* **Stored data entries**
*** Begin section ***

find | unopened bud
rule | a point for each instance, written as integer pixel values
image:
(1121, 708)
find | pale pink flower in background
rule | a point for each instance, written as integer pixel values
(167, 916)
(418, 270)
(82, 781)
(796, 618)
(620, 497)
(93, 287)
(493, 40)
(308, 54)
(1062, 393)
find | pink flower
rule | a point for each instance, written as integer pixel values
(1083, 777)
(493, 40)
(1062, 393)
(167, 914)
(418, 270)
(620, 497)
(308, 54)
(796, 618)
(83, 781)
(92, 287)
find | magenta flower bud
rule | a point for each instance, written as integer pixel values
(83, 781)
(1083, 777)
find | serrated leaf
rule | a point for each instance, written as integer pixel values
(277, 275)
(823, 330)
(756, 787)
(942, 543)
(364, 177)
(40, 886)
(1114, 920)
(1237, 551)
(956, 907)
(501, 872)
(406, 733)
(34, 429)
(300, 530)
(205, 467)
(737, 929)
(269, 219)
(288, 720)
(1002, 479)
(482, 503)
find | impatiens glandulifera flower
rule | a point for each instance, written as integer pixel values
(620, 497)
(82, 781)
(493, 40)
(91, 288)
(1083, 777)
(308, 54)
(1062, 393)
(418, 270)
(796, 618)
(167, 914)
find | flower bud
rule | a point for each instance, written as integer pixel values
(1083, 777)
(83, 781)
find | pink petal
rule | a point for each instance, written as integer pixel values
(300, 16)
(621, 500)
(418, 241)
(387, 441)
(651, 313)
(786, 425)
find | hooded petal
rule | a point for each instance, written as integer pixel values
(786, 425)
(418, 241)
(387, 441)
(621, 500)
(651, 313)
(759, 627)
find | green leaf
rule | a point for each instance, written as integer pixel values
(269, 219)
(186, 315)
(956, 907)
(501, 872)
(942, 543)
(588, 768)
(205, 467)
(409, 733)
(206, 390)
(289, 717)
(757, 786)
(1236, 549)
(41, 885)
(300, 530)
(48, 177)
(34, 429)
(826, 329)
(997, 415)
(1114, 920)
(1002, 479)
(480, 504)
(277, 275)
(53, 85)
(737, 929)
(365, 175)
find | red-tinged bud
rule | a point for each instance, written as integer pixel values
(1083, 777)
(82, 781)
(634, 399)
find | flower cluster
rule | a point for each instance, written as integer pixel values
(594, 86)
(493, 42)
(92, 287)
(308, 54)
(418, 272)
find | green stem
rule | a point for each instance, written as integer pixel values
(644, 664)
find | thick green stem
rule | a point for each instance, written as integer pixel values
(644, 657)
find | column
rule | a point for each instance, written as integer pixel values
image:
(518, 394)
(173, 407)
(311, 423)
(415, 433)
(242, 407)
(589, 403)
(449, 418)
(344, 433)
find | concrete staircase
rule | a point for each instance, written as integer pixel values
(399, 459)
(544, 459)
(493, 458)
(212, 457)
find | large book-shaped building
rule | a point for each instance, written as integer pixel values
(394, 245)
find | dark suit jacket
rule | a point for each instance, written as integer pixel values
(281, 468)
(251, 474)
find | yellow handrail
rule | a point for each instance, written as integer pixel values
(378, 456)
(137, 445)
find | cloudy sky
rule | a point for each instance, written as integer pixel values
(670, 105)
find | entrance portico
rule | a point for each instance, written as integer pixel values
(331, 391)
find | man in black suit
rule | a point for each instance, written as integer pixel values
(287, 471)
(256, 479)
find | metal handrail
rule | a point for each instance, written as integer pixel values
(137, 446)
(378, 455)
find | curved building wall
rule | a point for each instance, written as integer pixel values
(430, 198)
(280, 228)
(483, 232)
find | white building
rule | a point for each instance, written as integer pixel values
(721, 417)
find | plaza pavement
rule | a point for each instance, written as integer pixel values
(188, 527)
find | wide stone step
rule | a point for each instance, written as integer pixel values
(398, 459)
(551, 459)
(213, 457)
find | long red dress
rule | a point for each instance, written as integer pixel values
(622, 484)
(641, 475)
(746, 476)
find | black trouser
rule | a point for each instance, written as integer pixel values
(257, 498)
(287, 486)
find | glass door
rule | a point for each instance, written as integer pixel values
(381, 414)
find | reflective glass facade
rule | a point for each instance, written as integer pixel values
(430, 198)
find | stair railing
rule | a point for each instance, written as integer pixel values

*** End section ***

* **EXERCISE INSTRUCTIONS**
The answer must be an exact copy of every record above.

* **ANSWER AREA**
find | unopened bud
rule | a point for each instance, written as integer pixel values
image:
(1121, 708)
find | pale pink flower in background
rule | a point for each instance, written as integer pixel values
(167, 916)
(418, 270)
(82, 781)
(796, 618)
(620, 497)
(93, 287)
(493, 40)
(308, 54)
(1062, 393)
find | pink flower
rule | a point for each instance, written as integer pixel values
(1083, 777)
(493, 40)
(1062, 393)
(167, 914)
(418, 270)
(620, 497)
(308, 54)
(796, 618)
(83, 781)
(92, 287)
find | magenta flower bud
rule | a point for each instance, written as integer pixel values
(83, 781)
(1083, 777)
find | serrated leaf
rule | a point for each instance, written as integer pixel values
(277, 275)
(823, 330)
(756, 787)
(942, 543)
(364, 177)
(40, 886)
(1114, 920)
(1237, 551)
(956, 907)
(501, 872)
(406, 733)
(34, 429)
(300, 530)
(205, 467)
(737, 929)
(269, 219)
(288, 720)
(1002, 479)
(482, 503)
find | impatiens glandulifera flower
rule | a point for each instance, written as integer pixel values
(620, 497)
(82, 781)
(493, 40)
(91, 288)
(1083, 777)
(308, 54)
(1062, 393)
(418, 270)
(796, 618)
(167, 914)
find | flower bud
rule | a point for each instance, written as integer pixel values
(1083, 777)
(83, 781)
find | pink petal
rule | a point for each instance, written as integer pixel values
(300, 16)
(621, 500)
(418, 241)
(387, 441)
(651, 313)
(786, 425)
find | hooded petal
rule | a point for each instance, written as integer pixel values
(786, 425)
(418, 241)
(387, 441)
(621, 500)
(651, 313)
(759, 627)
find | green leaf
rule | a point for each instance, written as integer pixel values
(269, 219)
(186, 315)
(956, 907)
(501, 872)
(942, 543)
(588, 768)
(205, 467)
(409, 733)
(206, 390)
(289, 717)
(757, 786)
(1236, 549)
(41, 885)
(300, 530)
(48, 177)
(34, 429)
(826, 329)
(997, 415)
(1114, 920)
(1002, 479)
(480, 504)
(277, 275)
(53, 85)
(737, 929)
(365, 175)
find | red-tinged bud
rule | a point for each instance, written as integer pixel values
(1083, 777)
(82, 781)
(634, 399)
find | flower cluster
rule | a point for each instance, written as integer pixel values
(594, 86)
(493, 42)
(92, 287)
(308, 54)
(418, 272)
find | green stem
rule | a point for each instance, written as integer pixel values
(644, 664)
find | thick green stem
rule | a point for each instance, written as integer pixel values
(644, 657)
find | column
rule | a point for each instance, written as integer pixel values
image:
(518, 394)
(173, 407)
(311, 423)
(415, 433)
(242, 407)
(589, 403)
(449, 418)
(344, 433)
find | concrete staircase
rule | a point for each instance, written as integer pixel values
(399, 459)
(544, 459)
(493, 458)
(212, 457)
find | large book-shaped building
rule | a point for each instance, written as integer pixel values
(394, 245)
find | dark suit jacket
rule | a point for each instance, written as integer pixel values
(281, 468)
(251, 474)
find | yellow handrail
rule | a point for each instance, written as integer pixel values
(378, 456)
(137, 445)
find | cloudy sky
rule | a point for each instance, written as integer pixel values
(670, 105)
find | entrance portico
rule | a point for each instance, written as integer pixel values
(331, 391)
find | man in black suit
rule | a point for each instance, written as integer pixel values
(287, 471)
(256, 479)
find | metal handrail
rule | a point for each instance, written as integer pixel values
(137, 446)
(378, 455)
find | curved building wall
rule | a point for each instance, written as integer pixel values
(430, 198)
(280, 228)
(483, 232)
find | white building
rule | a point for each instance, written as integer pixel values
(721, 417)
find | plaza pavement
rule | a point for each instance, written as integer pixel values
(188, 527)
find | wide stone step
rule | a point for each instance, written as integer pixel values
(398, 459)
(551, 459)
(213, 457)
find | long red dress
rule | a point for each instance, written as integer pixel values
(622, 484)
(641, 475)
(746, 476)
find | black trouser
rule | a point for each instance, written as integer pixel values
(257, 498)
(287, 486)
find | glass door
rule | a point for each instance, written as integer pixel values
(381, 414)
find | reflective glass facade
rule | a point for each instance, written as integer pixel values
(430, 198)
find | stair railing
rule | a point for each instance, written as integer pixel values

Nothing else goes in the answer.